Brief - Return each line, exactly as given, from the one containing "Where can the tree trunk" through the end of the entries below, and skip the rest.

[Records contained in a dataset]
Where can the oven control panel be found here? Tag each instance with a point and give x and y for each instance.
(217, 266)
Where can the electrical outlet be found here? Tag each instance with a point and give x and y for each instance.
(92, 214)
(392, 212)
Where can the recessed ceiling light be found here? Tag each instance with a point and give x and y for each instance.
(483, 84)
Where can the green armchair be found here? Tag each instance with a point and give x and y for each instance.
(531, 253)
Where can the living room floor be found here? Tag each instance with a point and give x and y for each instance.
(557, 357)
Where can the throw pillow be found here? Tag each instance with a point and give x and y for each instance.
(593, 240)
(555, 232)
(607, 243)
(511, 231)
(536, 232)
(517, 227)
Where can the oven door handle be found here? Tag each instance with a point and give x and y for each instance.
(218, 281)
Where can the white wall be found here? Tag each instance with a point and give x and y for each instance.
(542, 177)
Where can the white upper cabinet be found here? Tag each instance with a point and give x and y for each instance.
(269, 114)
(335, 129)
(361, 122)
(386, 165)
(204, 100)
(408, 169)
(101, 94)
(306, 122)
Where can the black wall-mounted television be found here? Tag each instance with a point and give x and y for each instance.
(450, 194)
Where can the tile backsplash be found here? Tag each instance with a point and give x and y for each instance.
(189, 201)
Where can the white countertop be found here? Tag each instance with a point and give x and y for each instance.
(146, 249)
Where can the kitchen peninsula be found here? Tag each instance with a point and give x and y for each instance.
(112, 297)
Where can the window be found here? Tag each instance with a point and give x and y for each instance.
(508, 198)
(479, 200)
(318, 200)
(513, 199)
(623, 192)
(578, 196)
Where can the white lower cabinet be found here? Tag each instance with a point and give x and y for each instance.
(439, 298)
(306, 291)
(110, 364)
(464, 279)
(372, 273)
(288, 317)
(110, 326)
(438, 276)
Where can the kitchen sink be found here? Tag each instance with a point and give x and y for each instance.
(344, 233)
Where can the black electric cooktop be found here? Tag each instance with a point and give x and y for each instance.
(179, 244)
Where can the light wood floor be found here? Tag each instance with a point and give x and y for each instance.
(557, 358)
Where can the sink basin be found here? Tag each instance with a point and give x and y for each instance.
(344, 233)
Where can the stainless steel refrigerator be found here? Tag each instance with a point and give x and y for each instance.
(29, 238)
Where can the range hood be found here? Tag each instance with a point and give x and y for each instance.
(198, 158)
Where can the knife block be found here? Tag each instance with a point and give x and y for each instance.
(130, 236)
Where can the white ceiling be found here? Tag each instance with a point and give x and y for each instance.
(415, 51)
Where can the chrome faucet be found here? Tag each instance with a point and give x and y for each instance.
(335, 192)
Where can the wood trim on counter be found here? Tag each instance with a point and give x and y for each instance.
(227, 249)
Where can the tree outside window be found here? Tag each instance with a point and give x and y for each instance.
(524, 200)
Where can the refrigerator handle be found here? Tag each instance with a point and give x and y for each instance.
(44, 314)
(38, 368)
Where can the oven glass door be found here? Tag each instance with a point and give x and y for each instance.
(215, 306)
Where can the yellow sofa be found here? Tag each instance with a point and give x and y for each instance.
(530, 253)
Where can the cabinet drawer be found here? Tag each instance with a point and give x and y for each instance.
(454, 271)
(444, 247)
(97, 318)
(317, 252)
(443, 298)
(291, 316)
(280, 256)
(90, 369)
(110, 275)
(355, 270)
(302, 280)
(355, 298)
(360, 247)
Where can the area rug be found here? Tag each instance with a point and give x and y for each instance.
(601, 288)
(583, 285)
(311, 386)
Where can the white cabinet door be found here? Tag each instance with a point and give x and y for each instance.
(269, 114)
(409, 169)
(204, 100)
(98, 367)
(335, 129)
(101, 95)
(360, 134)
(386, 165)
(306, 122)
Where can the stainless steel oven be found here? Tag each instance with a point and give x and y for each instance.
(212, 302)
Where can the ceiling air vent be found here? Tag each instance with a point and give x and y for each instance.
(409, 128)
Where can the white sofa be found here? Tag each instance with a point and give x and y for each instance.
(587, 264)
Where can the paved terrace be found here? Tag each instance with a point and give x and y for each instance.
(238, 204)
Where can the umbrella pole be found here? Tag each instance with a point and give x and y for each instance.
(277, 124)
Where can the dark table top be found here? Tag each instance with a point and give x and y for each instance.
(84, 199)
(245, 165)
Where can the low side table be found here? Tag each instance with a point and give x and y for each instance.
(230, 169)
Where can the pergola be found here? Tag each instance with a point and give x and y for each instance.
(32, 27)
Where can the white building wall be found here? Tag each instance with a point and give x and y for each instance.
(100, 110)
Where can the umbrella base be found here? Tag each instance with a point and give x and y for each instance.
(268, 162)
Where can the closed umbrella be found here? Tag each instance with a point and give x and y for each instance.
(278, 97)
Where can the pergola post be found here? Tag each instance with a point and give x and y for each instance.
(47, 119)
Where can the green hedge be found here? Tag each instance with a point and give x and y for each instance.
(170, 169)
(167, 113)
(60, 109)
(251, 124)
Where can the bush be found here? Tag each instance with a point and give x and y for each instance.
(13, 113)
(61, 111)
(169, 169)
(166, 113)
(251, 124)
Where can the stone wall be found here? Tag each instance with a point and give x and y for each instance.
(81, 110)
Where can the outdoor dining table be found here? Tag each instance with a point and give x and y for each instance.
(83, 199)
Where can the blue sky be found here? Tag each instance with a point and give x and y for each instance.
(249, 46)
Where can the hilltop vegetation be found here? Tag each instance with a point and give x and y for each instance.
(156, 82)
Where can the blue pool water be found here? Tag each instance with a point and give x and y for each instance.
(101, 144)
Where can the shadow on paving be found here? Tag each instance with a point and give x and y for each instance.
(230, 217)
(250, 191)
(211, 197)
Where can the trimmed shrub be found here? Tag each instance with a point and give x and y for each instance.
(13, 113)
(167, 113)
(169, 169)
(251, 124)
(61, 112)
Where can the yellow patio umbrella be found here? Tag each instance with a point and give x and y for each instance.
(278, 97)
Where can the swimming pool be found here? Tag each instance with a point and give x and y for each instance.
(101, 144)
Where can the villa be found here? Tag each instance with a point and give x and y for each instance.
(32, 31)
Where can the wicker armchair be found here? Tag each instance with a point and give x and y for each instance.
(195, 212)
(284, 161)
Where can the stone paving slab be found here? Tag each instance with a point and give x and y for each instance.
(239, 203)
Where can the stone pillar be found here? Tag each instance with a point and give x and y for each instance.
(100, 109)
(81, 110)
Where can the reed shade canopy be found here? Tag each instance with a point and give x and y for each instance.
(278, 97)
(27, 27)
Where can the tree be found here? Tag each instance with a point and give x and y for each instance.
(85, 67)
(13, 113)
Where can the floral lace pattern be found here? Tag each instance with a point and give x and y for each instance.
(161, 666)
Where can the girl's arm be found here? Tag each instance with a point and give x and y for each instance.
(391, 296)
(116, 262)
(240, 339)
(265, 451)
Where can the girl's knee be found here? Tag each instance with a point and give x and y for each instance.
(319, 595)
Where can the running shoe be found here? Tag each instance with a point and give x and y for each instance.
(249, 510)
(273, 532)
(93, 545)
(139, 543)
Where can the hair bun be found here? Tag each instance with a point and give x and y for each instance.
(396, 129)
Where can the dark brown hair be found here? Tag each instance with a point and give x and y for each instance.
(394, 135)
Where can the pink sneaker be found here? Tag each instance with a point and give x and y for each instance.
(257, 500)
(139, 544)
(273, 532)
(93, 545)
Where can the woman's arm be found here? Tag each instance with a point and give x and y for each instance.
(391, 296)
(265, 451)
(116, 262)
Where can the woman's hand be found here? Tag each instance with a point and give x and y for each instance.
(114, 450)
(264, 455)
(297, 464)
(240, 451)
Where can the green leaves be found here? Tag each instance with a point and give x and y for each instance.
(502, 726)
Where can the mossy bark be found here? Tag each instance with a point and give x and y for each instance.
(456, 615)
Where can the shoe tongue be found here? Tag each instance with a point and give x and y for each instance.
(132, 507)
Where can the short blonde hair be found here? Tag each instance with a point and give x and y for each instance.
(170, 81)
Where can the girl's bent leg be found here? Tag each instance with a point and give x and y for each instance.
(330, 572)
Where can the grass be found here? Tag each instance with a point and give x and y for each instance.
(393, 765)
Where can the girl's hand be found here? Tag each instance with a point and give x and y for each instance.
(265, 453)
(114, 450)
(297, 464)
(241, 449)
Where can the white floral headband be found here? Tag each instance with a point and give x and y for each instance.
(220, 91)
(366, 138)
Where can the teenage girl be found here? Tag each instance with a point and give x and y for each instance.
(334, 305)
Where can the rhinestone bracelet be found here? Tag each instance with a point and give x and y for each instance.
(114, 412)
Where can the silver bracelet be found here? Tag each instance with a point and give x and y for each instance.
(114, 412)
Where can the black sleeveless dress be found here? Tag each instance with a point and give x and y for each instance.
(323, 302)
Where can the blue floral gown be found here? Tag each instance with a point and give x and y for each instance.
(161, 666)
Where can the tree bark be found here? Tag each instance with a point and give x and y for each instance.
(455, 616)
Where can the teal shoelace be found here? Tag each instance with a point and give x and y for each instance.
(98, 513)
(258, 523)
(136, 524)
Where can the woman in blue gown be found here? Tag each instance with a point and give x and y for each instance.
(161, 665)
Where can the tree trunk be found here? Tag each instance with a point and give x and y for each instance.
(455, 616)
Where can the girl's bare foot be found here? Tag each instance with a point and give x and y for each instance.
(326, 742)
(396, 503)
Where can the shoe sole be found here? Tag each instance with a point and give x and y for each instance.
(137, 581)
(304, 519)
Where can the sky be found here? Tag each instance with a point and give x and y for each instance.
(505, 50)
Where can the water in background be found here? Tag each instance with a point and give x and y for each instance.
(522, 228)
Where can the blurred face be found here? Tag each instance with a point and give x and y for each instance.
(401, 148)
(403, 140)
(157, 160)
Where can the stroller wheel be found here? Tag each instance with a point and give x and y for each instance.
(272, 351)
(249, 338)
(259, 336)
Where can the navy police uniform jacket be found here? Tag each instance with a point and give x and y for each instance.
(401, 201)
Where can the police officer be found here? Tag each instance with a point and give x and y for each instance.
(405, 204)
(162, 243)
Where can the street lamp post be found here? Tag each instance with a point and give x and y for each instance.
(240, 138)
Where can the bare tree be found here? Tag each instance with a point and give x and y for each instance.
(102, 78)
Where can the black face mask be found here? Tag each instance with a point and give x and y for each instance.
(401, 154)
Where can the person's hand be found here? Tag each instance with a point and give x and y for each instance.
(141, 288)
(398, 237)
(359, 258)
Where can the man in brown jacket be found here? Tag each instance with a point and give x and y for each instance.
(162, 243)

Solved exercise -
Where can the tree trunk be found here? Tag each instance with a point and give x and y for each instance.
(455, 616)
Where can the girl's bare foot be found here? Tag each instance with a point and give x and y for each instance.
(326, 742)
(396, 503)
Where can the shoe sole be found here? Tag each instance with a point and give x and y for each instance.
(137, 581)
(304, 519)
Where can the sky be found here? Tag each instance with a point and give x and y for each instance.
(505, 50)
Where can the water in background be found here? Tag each instance with a point and give x and y for each instance.
(522, 228)
Where can the blurred face be found here? Tag each instance with a point and give x and y for each instance.
(401, 148)
(403, 140)
(157, 160)
Where can the stroller wheel be found here? Tag each instance with a point and give x and y for each instance.
(272, 351)
(249, 338)
(259, 336)
Where can the navy police uniform jacket be found here? Tag each instance with a point and give x and y for each instance.
(401, 201)
Where can the police officer be found here? Tag each instance with a point and give x and y for each instance.
(405, 204)
(162, 243)
Where can the street lamp post be found here? Tag each instance with a point and give x and y for each instance.
(240, 138)
Where can the bare tree be found here? Tag each instance with a point and give x and y for each instance.
(102, 78)
Where can the black face mask be found here? Tag each instance with a point and give x and y for each instance.
(401, 154)
Where can the person's hand be found here? Tag each instance with a point and give x and y for each instance.
(141, 288)
(398, 237)
(359, 258)
Where can the man in brown jacket be found here? Tag each instance with a point and give x and y for each instance.
(162, 243)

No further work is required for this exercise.